◆ **Aufgabe**
Erkläre anhand des Textes über den Umgang mit dem Nationalsozialismus in Schulbüchern, was nach Aussage des Textes indirekt behauptet wird, wenn Widerstand als „eine Angelegenheit von ein paar wenigen mutigen Menschen“ dargestellt wird.

◆ **Angezeigter Text**
▶
Die gesamte Generation unserer (Ur-)Großväter sollen NS-Täter gewesen sein und damit schuld am Holocaust. Daraus ergebe sich heute eine besondere historische Verantwortung gegenüber dem Land der Überlebenden – Israel. Diese Geschichtslüge der Herrschenden verbirgt den Klassencharakter des Faschismus, entehrt den Widerstand der Arbeiterklasse und deckt die Verbrechen und die Profite der Kapitalistenklasse, damals und heute. Von Tobias Reinhard.
Jeder Geschichtsmythos will früh eingeübt sein. Schulbücher versuchen, im Umgang mit dem Nationalsozialismus (NS) zwei Sachen zu behaupten:
- Widerstand gegen den NS sei eine Angelegenheit von ein paar wenigen mutigen Menschen gewesen. Damit wird indirekt behauptet, dass die sogenannte NS-Volksgemeinschaft funktioniert habe.
- Die nationalsozialistische Bewegung habe klassenübergreifend die Massen unter dem Banner des Antisemitismus geeint.
◀
◆ **Datensatz**
▶
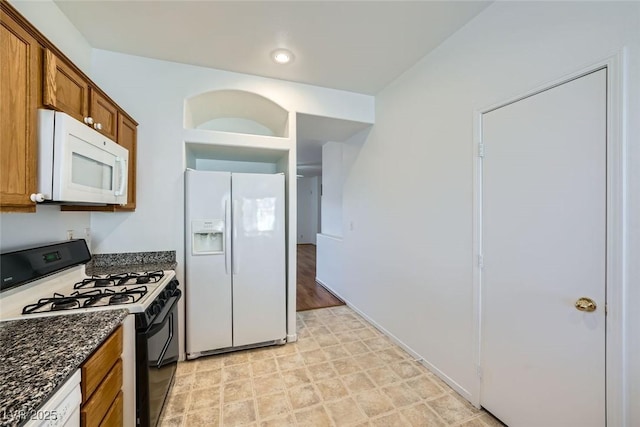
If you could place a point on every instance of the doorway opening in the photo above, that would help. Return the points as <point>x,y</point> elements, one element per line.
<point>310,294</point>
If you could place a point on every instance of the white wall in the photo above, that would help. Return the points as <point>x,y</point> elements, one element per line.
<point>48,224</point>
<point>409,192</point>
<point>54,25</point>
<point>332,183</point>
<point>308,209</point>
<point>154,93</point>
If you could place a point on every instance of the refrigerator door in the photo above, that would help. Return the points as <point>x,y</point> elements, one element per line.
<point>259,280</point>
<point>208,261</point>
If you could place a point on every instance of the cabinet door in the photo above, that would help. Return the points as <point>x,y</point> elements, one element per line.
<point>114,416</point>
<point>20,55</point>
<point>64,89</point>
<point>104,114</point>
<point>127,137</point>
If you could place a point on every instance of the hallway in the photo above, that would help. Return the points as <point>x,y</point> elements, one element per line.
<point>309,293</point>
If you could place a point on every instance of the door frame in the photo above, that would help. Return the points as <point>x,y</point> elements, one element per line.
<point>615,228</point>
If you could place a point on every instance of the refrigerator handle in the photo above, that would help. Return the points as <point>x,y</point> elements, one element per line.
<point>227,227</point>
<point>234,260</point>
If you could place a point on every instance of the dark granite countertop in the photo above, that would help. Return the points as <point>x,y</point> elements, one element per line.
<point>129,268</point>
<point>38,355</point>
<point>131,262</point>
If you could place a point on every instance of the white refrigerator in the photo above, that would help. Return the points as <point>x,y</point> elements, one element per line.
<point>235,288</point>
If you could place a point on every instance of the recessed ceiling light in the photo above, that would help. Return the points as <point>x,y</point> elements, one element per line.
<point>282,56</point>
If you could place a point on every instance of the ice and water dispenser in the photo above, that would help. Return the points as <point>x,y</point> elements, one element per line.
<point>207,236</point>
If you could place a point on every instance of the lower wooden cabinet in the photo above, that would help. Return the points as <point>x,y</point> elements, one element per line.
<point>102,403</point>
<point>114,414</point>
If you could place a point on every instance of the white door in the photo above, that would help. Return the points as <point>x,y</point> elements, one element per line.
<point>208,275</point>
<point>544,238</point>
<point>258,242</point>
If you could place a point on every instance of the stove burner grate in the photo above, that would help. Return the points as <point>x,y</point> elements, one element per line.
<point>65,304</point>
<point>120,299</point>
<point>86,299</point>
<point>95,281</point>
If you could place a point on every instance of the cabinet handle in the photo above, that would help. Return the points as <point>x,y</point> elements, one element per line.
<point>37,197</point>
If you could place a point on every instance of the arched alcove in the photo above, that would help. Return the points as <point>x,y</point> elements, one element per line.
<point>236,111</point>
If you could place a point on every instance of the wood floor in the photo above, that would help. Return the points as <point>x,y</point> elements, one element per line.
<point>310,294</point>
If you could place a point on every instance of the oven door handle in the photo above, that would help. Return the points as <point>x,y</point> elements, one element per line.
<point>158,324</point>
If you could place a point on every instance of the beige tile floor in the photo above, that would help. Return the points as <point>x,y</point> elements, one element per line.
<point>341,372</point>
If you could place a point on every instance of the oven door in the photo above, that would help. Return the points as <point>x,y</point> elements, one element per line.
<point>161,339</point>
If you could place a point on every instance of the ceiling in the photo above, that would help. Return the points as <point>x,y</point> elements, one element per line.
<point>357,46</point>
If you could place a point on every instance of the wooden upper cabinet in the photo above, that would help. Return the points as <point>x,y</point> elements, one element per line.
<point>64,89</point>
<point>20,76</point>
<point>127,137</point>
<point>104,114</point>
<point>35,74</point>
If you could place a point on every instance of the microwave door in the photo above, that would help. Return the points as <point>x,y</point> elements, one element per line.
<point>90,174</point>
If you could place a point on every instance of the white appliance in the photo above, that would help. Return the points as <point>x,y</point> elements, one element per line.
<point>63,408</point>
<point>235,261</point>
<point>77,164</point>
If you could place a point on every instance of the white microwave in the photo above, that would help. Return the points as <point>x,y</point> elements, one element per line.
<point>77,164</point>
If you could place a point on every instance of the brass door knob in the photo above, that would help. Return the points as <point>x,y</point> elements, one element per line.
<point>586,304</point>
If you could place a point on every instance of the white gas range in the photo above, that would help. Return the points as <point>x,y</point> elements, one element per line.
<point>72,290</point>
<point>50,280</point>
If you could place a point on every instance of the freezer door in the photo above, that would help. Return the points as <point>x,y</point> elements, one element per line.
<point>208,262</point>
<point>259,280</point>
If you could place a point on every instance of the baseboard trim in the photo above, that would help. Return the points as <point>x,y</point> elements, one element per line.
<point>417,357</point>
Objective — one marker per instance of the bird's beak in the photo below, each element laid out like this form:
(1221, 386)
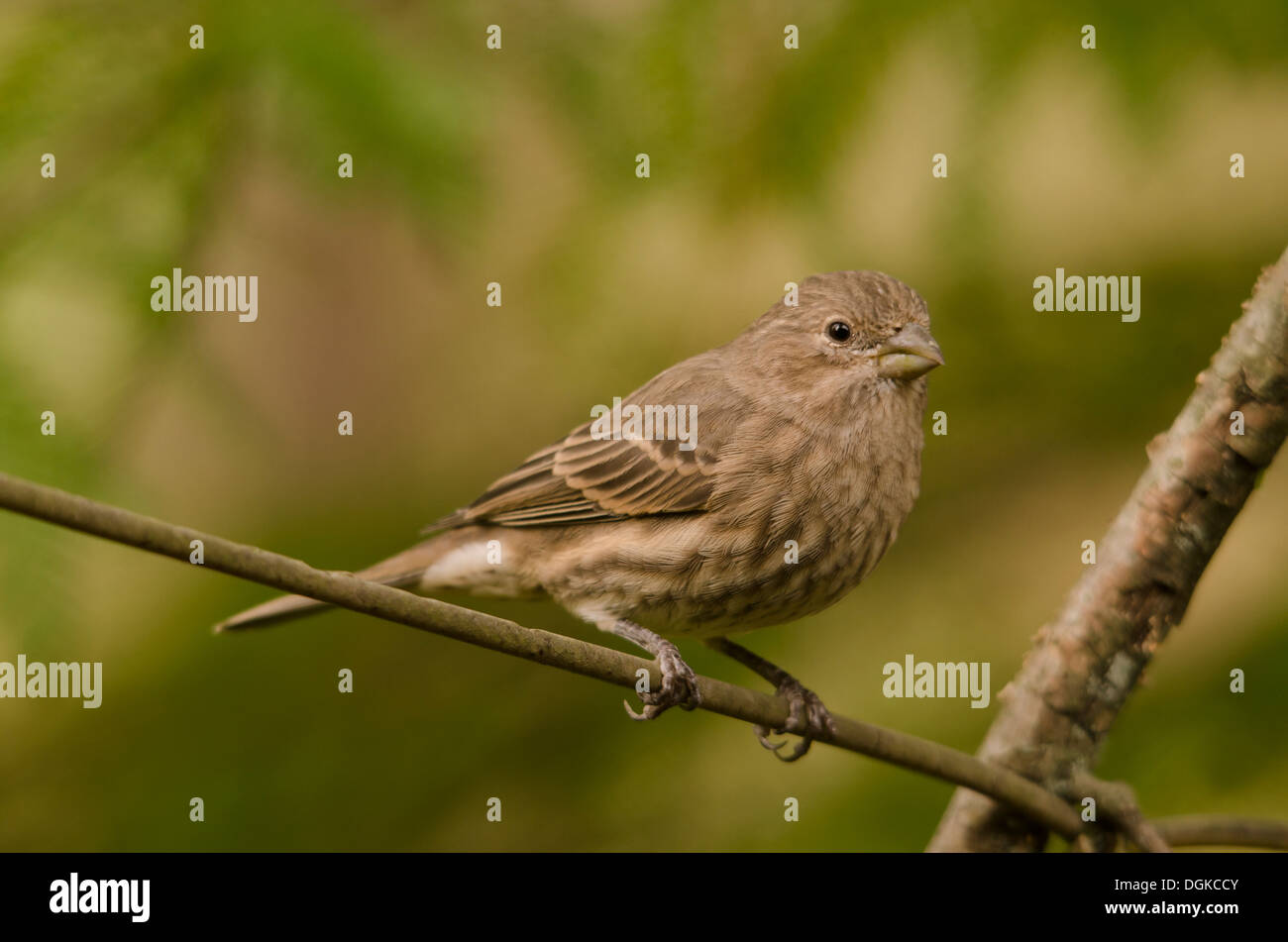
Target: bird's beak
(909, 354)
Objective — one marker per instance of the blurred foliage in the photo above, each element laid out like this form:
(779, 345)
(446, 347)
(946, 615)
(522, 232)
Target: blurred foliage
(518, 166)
◀
◆ **Lösung folgt**
Nach Aussage des Textes wird damit indirekt behauptet, dass die sogenannte NS-Volksgemeinschaft funktioniert habe.